[Assigned task] Copy all the lines below without altering anything.

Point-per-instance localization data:
= = = = =
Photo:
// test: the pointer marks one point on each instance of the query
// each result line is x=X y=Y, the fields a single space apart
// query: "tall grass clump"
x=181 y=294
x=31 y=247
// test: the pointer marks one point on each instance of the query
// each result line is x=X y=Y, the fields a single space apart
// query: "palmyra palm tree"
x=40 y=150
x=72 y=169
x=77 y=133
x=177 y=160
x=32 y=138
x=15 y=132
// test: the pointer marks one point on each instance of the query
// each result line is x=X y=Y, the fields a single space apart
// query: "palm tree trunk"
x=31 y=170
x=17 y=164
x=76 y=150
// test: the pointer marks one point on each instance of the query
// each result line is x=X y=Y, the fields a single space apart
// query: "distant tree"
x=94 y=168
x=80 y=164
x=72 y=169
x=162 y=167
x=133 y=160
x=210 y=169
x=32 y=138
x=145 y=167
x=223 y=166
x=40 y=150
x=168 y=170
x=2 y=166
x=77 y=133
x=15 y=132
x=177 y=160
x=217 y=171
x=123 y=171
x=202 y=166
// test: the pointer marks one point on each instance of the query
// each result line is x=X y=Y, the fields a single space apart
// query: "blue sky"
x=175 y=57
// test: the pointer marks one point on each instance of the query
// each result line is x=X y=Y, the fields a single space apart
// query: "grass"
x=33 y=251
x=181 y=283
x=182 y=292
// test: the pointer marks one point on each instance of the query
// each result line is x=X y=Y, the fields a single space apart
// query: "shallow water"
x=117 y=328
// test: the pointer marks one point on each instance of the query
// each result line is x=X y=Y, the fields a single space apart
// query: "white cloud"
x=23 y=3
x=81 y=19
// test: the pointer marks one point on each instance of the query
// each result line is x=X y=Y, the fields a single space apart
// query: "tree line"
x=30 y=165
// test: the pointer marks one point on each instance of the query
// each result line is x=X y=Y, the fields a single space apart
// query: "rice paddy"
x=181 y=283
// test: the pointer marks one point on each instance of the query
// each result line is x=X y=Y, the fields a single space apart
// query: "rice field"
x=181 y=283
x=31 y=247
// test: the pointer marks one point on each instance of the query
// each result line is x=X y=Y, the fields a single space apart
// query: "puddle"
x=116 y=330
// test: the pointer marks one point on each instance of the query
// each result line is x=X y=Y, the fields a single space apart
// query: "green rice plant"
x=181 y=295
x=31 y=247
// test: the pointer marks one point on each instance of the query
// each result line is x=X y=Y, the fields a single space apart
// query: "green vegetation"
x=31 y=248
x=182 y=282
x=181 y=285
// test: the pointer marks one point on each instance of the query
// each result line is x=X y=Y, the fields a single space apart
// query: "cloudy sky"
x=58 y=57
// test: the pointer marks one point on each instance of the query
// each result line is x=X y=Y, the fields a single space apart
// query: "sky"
= = = = =
[Task solution]
Photo:
// test: the pointer marks one point on each instance of the query
// each result line is x=X y=Y, the fields a single space apart
// query: "tall grass clump"
x=181 y=294
x=31 y=247
// test: the pointer marks one point on each instance of the query
// each result line is x=X y=Y, the fields a single space apart
// query: "palmyra palm tree"
x=40 y=150
x=72 y=169
x=77 y=133
x=177 y=160
x=32 y=138
x=15 y=132
// test: the pointer marks one point on each instance of the query
// each result line is x=X y=Y, the fields a single space apart
// query: "palm tree trunk"
x=31 y=170
x=17 y=164
x=76 y=150
// test: the pointer marks one point on each instance of the query
// each result line is x=X y=Y, the fields a single space apart
// query: "distant tree"
x=94 y=168
x=80 y=164
x=72 y=169
x=162 y=167
x=133 y=160
x=210 y=169
x=32 y=138
x=145 y=167
x=223 y=166
x=40 y=150
x=168 y=170
x=2 y=166
x=77 y=133
x=15 y=132
x=177 y=160
x=217 y=171
x=123 y=171
x=202 y=166
// test: the pointer marks one point on each instance of the query
// each result line is x=X y=Y, the fields a single space apart
// query: "blue sky"
x=175 y=57
// test: the pointer marks one point on each instance of the query
// each result line is x=X y=Y, the fields a single space apart
// query: "grass"
x=33 y=251
x=181 y=283
x=182 y=292
// test: the pointer marks one point on each instance of the query
// each result line is x=X y=Y, the fields a single space apart
// query: "shallow water"
x=117 y=328
// test: the pointer marks one point on each instance of the query
// each result line is x=X y=Y, the fields a single space apart
// query: "white cloud"
x=23 y=3
x=81 y=19
// test: the pointer marks one point on each instance of the query
// each result line is x=X y=Y, the fields a single space apart
// query: "tree line"
x=30 y=165
// test: the pointer marks one point on each instance of the query
// each result line is x=X y=Y, the fields a single space apart
// query: "rice paddy"
x=181 y=283
// test: the pointer marks one point on each instance of the query
// each result line is x=X y=Y, the fields a single space apart
// query: "rice field"
x=181 y=283
x=31 y=247
// test: the pointer marks one point on each instance of the query
// each result line is x=X y=Y, the fields a single space apart
// query: "puddle"
x=116 y=330
// test: the pointer marks one point on each instance of the query
// each result line is x=X y=Y, the fields a single space apart
// query: "green rice plant"
x=181 y=295
x=31 y=247
// test: the pointer marks one point on each instance of the query
// each result line is x=X y=Y, the fields a single space apart
// query: "green vegetation"
x=31 y=248
x=182 y=282
x=181 y=285
// test: the pointer marks one point on each instance of the query
// each result line is x=X y=Y, the fields a single space apart
// query: "cloudy sky"
x=58 y=57
// test: the pointer marks one point on each instance of the query
// each result line is x=X y=Y, the fields a single space apart
// query: "sky"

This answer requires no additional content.